Data to use:

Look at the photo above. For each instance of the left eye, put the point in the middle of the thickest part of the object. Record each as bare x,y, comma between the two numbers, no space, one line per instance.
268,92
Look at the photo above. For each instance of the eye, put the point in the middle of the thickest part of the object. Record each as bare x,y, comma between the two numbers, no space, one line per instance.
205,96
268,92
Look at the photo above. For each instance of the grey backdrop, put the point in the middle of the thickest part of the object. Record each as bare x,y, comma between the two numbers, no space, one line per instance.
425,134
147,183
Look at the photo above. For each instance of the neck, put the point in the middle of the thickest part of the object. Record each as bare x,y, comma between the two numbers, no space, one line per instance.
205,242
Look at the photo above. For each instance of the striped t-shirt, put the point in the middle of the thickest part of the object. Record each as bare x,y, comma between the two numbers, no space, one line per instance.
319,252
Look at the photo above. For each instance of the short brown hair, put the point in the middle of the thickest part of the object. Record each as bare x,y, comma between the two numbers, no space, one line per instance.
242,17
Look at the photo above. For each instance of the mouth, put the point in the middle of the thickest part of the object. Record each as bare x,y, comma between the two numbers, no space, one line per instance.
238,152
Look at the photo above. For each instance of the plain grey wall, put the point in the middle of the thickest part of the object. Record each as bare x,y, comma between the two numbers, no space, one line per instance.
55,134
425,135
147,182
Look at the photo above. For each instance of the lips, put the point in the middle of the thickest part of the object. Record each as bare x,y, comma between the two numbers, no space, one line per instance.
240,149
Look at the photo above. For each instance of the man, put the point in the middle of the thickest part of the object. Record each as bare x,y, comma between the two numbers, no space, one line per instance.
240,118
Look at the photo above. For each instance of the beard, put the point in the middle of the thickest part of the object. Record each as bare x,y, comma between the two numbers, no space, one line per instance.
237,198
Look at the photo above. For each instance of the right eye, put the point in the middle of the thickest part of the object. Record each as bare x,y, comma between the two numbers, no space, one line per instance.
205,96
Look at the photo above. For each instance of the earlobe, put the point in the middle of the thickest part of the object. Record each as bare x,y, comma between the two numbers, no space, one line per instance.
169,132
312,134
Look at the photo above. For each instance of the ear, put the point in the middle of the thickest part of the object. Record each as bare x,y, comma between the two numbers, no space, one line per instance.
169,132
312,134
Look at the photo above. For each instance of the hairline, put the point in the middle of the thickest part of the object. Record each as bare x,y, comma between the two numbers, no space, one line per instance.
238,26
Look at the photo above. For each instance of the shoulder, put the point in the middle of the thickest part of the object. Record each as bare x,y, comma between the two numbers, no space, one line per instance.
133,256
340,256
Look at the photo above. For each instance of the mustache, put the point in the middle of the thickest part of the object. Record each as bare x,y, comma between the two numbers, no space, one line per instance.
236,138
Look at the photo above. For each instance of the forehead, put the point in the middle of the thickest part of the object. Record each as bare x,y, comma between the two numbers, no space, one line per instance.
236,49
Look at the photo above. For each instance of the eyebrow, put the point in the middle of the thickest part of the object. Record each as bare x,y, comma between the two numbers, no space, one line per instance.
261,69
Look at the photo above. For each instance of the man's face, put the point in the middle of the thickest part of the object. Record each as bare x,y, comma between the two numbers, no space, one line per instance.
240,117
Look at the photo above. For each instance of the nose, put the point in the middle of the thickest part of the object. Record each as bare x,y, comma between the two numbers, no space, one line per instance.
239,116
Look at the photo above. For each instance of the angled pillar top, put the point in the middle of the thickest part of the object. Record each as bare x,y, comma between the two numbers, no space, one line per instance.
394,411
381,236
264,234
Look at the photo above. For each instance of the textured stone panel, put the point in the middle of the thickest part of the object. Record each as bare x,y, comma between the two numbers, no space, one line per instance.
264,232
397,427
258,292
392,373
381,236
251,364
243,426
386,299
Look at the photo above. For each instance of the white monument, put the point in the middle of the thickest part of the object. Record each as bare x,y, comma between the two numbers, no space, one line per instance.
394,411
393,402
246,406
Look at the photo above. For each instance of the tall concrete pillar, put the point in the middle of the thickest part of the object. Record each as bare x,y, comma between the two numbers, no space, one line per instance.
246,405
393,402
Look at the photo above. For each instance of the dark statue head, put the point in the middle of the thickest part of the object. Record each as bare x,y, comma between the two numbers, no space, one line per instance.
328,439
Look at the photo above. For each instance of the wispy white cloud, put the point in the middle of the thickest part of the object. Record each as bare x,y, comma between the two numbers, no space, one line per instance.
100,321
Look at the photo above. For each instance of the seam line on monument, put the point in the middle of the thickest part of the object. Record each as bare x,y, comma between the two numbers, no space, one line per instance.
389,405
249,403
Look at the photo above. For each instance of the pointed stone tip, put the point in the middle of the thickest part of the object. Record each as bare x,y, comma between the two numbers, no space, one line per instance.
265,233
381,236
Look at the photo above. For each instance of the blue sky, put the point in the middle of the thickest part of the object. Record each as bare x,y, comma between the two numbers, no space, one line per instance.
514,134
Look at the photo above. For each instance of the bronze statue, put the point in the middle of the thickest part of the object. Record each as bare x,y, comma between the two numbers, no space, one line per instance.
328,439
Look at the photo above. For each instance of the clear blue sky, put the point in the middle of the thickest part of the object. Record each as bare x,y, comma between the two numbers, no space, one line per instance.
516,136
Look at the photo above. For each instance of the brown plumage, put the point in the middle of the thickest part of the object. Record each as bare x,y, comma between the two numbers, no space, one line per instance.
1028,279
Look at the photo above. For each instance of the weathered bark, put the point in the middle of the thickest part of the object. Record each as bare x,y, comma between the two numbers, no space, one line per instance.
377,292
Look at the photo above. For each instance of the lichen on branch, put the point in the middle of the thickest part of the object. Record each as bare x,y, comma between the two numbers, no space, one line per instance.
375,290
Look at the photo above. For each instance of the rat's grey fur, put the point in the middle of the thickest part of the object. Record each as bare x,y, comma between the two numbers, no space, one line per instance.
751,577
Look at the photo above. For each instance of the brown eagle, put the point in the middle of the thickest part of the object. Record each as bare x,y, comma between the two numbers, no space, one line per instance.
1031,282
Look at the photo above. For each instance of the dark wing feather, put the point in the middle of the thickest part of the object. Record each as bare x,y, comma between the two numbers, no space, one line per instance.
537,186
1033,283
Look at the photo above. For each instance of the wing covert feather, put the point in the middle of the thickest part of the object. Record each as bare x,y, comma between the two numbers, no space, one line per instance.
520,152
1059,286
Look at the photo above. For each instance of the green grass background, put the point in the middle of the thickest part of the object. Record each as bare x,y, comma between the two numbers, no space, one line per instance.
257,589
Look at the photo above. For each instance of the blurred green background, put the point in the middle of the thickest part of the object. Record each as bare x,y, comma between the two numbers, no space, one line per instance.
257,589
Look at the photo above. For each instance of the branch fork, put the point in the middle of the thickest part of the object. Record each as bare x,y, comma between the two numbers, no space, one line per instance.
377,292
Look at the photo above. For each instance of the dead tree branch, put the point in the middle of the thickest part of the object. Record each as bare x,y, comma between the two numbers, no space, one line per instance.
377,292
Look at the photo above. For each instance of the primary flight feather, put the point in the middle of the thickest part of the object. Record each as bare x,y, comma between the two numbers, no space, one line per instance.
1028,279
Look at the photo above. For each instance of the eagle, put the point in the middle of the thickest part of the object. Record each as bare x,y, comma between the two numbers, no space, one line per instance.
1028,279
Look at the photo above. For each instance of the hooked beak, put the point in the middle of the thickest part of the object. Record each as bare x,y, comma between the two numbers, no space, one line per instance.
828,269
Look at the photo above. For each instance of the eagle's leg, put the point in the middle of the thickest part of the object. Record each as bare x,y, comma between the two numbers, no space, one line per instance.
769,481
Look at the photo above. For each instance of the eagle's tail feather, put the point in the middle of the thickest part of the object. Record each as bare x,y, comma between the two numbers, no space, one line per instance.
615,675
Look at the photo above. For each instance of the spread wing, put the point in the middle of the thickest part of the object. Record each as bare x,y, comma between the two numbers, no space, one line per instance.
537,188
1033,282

Exercise instructions: The required output is each line from the one with "the eagle, put" through the end of the material above, repeated exactly with both ends included.

Result of the exercise:
Look at the photo above. For each instance of the eagle, put the point in the middle of the thickest part of the object. Record each as bare x,y, comma between the two numbers, no space, one line per instance.
1028,279
Look at the photo above. For each instance of the hooked beak, put the point in the middle of the thickest part of the object. Record each as bare x,y, comma between the two numbers, no space, one line per instance.
828,269
Look at the photo above. For each instance of the eagle's leg, put the point in the middle of the thickest part of the object. Record each as bare x,y, comma between the two numbers, no space, one line per instance.
769,481
Look at the photo above. For each instance of the eagle's tail feather, put the point in the middle of the thickest part of the object. Record each as bare x,y, comma between the two numbers, no space, one line per instance.
615,675
Look at the photo above. For each instance of the spread wing, put the point in the middle of the thickest part of the object. Record each as bare x,y, comma between the two numbers, no space, one line per instance.
537,188
1033,282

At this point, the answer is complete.